**Source document**
━━━━━━━━

India is assembling a sovereign AI stack—across energy, chips, compute, models, and applications—to secure strategic optionality, reduce external dependencies, and sustain global competitiveness
Artificial intelligence (AI) has evolved from a general-purpose technology into strategic infrastructure, comparable to energy grids and telecommunications networks. Recent export controls on advanced chips and rare earths, restrictions on access to frontier AI models, and the increasing concentration of compute capacity among a few global firms have strengthened the case for the rapid development of sovereign capabilities.
A sovereign AI stack refers to a nation’s ability to build, operate, and govern indigenous AI systems primarily on domestic infrastructure, under its own regulatory authority, and aligned with national priorities. It comprises five interconnected layers: energy infrastructure, chips, data centres, models, and applications. Reliable baseload power determines whether compute can run at high utilisation. Semiconductor access shapes the cost and feasibility of training and inference. Data-centre capacity governs who can store sensitive datasets and deploy models competitively. Models translate compute and data into usable intelligence within national contexts. Applications embed AI into economic and governance workflows. Sovereignty becomes critical at every layer, as dependence in one layer can cascade constraints across the stack.
Figure: Visualisation of a Sovereign AI Stack
Source: Author’s own
The United States and China have embedded AI sovereignty into their AI ecosystems. The US anchors AI leadership through the tight coupling of frontier chip design, hyperscale cloud infrastructure, defence-linked procurement, and capital markets, even as compute and model access remain concentrated among a small set of firms. China, by contrast, treats AI as a state-coordinated industrial asset, aligning energy provisioning, domestic chip substitution, cloud capacity, data access, and deployment mandates to limit exposure to external choke points. Both approaches recognise that AI sovereignty is not established through flagship models alone, but through sustained national control over end-to-end infrastructure. India’s sovereign AI stack will follow a different path and must be built around two foundational principles: maintaining strategic optionality and creating conditions for Indian innovation to remain globally competitive. India’s position across each layer of the sovereign AI stack can be considered with reference to these foundational principles.
Sovereignty becomes critical at every layer, as dependence in one layer can cascade constraints across the stack.
The AI stack depends heavily on the energy layer. Large-scale training and inference workloads require continuous baseload power with minimal tolerance for outages. The world’s largest AI clusters are increasingly located in regions that can guarantee long-term, low-variance supply, with capacity for low-cost generation, transmission, and storage. Energy policy is, effectively, becoming industrial AI policy.
India’s position is mixed but promising. Installed power generation capacity has expanded rapidly over the last decade, surpassing 500 GW as of December 2025, with renewables such as wind and solar contributing 190 GW, or nearly 40 percent. However, a grid with a higher share of intermittent renewables, limited long-duration storage, and regional transmission constraints remains insufficient. Recognising this, the proposed SHANTI Bill marks a strategic shift. The bill aims to expand India’s nuclear power base to provide a 24×7 baseload supply for data centres and AI infrastructure. With proper execution, the SHANTI framework can enhance predictability, deepen baseload access, and secure long-term supply contracts.

━━━━━━━━

**Request 1**
Copy the passage from the article on India's sovereign AI stack that begins at the words "India is assembling" and ends after the words "of sovereign capabilities.".

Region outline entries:
━━━━━━━━

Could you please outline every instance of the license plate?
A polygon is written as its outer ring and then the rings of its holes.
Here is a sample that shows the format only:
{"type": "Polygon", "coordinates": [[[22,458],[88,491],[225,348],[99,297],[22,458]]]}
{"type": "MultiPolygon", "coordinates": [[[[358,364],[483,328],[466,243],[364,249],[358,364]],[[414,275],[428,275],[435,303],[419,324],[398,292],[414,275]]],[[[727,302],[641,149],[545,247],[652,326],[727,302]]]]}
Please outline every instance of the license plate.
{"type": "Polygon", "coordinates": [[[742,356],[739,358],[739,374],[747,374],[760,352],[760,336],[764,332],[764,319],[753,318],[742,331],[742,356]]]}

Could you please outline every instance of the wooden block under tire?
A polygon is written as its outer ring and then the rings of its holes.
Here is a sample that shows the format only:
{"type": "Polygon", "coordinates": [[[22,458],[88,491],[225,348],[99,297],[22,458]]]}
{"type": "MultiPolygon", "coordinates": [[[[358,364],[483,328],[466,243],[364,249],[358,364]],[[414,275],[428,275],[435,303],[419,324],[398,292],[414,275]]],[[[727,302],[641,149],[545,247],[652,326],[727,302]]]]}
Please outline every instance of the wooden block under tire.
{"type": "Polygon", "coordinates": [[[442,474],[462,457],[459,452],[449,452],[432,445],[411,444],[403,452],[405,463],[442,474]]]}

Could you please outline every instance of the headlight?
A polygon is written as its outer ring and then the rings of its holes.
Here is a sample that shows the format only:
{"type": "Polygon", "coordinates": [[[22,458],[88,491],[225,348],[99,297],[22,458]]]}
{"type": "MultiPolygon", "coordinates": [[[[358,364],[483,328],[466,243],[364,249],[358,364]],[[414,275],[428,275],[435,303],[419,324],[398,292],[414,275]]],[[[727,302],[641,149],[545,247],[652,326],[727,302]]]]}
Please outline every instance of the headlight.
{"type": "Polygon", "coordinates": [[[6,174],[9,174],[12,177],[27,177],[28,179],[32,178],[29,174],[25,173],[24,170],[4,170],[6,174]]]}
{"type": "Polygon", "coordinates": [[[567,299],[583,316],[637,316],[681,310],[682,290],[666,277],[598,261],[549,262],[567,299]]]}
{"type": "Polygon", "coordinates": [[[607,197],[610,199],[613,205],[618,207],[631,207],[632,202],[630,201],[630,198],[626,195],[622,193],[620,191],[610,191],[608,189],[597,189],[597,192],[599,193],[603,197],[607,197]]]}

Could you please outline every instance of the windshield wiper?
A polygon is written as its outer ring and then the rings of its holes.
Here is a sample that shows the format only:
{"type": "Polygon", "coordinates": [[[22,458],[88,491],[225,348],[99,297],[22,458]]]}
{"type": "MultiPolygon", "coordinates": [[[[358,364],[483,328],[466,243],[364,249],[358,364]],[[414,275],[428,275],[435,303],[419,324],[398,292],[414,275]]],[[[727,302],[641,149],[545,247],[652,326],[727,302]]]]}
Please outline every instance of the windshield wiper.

━━━━━━━━

**Request 2**
Write the lines of the listing as a numbered list, skipping any blank lines. Begin at the first line of the listing and stop after the line that contains "Please outline every instance of the license plate.".

**Output 1**
India is assembling a sovereign AI stack—across energy, chips, compute, models, and applications—to secure strategic optionality, reduce external dependencies, and sustain global competitiveness
Artificial intelligence (AI) has evolved from a general-purpose technology into strategic infrastructure, comparable to energy grids and telecommunications networks. Recent export controls on advanced chips and rare earths, restrictions on access to frontier AI models, and the increasing concentration of compute capacity among a few global firms have strengthened the case for the rapid development of sovereign capabilities.

**Output 2**
1. Could you please outline every instance of the license plate?
2. A polygon is written as its outer ring and then the rings of its holes.
3. Here is a sample that shows the format only:
4. {"type": "Polygon", "coordinates": [[[22,458],[88,491],[225,348],[99,297],[22,458]]]}
5. {"type": "MultiPolygon", "coordinates": [[[[358,364],[483,328],[466,243],[364,249],[358,364]],[[414,275],[428,275],[435,303],[419,324],[398,292],[414,275]]],[[[727,302],[641,149],[545,247],[652,326],[727,302]]]]}
6. Please outline every instance of the license plate.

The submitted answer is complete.